* BEGIN DATA PROVIDED *

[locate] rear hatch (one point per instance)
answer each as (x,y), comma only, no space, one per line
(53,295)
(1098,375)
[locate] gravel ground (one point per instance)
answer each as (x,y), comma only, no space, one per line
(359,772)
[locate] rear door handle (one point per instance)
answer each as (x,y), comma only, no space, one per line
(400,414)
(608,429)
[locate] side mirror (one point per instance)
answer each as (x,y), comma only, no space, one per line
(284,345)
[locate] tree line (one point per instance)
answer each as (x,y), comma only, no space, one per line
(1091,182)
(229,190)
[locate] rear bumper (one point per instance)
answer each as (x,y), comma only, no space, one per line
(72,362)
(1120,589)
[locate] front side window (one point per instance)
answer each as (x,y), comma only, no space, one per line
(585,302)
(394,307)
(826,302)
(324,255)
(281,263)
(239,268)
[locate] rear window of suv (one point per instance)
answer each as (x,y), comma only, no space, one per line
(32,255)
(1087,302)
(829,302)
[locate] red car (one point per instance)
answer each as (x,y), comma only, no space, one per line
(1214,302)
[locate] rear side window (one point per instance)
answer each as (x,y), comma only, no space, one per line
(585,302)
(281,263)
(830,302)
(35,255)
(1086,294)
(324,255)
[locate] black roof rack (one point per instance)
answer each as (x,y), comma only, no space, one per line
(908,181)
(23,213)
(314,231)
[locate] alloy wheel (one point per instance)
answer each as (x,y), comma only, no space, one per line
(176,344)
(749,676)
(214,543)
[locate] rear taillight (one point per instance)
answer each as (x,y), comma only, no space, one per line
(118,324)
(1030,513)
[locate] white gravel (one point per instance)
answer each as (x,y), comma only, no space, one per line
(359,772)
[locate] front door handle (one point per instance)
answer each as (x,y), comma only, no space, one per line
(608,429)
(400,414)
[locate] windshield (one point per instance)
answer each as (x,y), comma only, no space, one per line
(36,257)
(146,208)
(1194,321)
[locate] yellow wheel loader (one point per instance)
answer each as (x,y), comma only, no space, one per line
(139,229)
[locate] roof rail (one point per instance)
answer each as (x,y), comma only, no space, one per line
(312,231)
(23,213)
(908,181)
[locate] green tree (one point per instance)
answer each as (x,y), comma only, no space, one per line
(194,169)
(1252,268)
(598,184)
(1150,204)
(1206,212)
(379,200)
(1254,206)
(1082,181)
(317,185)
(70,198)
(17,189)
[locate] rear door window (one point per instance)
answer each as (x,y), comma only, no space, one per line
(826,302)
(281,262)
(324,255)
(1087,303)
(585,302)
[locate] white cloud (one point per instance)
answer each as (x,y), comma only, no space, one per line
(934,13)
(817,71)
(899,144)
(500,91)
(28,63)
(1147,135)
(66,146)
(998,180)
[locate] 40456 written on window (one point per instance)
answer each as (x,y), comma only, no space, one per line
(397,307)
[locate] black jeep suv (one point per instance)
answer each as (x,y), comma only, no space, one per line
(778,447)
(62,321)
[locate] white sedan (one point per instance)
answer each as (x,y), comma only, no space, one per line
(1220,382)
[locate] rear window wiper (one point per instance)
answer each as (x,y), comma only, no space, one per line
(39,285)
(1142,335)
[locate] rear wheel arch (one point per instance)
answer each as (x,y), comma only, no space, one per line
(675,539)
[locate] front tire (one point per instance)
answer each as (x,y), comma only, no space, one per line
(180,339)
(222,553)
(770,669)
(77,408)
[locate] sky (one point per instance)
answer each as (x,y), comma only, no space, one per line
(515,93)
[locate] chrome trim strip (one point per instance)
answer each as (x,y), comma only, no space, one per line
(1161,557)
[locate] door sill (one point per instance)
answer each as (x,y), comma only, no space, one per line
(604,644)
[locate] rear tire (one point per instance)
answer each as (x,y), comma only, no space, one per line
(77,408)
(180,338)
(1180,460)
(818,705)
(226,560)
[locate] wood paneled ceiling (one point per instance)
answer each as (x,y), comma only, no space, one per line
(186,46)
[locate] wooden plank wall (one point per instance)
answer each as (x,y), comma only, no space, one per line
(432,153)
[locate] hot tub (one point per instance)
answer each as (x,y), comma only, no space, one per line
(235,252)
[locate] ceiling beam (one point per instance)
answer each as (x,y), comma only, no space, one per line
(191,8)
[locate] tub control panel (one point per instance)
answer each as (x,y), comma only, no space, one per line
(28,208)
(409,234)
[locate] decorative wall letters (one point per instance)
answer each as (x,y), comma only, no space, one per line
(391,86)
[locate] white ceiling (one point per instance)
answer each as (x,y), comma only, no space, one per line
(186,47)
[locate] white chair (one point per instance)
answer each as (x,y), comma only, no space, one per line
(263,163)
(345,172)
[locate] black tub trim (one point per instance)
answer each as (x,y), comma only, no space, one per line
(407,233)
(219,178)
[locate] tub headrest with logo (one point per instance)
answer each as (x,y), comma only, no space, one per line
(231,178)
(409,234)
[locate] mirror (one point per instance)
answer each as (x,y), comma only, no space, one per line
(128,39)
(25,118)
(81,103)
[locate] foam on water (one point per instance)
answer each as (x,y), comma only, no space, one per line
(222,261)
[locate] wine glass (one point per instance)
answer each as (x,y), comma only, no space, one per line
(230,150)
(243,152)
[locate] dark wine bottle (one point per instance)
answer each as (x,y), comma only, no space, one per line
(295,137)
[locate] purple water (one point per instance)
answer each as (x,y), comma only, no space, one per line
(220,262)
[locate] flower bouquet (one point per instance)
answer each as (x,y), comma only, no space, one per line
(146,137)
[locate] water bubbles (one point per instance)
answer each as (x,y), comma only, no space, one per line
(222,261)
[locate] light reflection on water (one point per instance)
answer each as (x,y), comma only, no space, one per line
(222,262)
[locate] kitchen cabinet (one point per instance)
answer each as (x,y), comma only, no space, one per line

* END DATA PROVIDED *

EXERCISE TASK. Quote, without any change, each line from the one that contains "[locate] mirror (one point per instance)" through the end of the material.

SOLUTION FOR THIS EXERCISE.
[locate] mirror (one point per instance)
answer each as (x,y), comma only, no space, one per line
(128,39)
(25,118)
(81,103)
[locate] foam on water (one point per instance)
answer each as (x,y), comma only, no space, one per line
(222,261)
[locate] wine glass (one point per instance)
answer each as (x,y), comma only, no space, one per line
(230,150)
(243,152)
[locate] dark wine bottle (one point per instance)
answer each as (x,y), comma only, no space, one per line
(295,137)
[locate] purple water (one point per instance)
answer each as (x,y), comma only, no space, one per line
(220,262)
[locate] flower bouquet (one point per instance)
answer each as (x,y), comma only, no space, one per line
(146,137)
[locate] water bubbles (one point per instance)
answer each as (x,y), comma only, no space, one per line
(222,261)
[locate] light reflection on water (one point per instance)
answer each as (x,y), comma only, no space, one per line
(222,262)
[locate] kitchen cabinet (one point per instance)
answer each as (x,y), comma only, no space, one per line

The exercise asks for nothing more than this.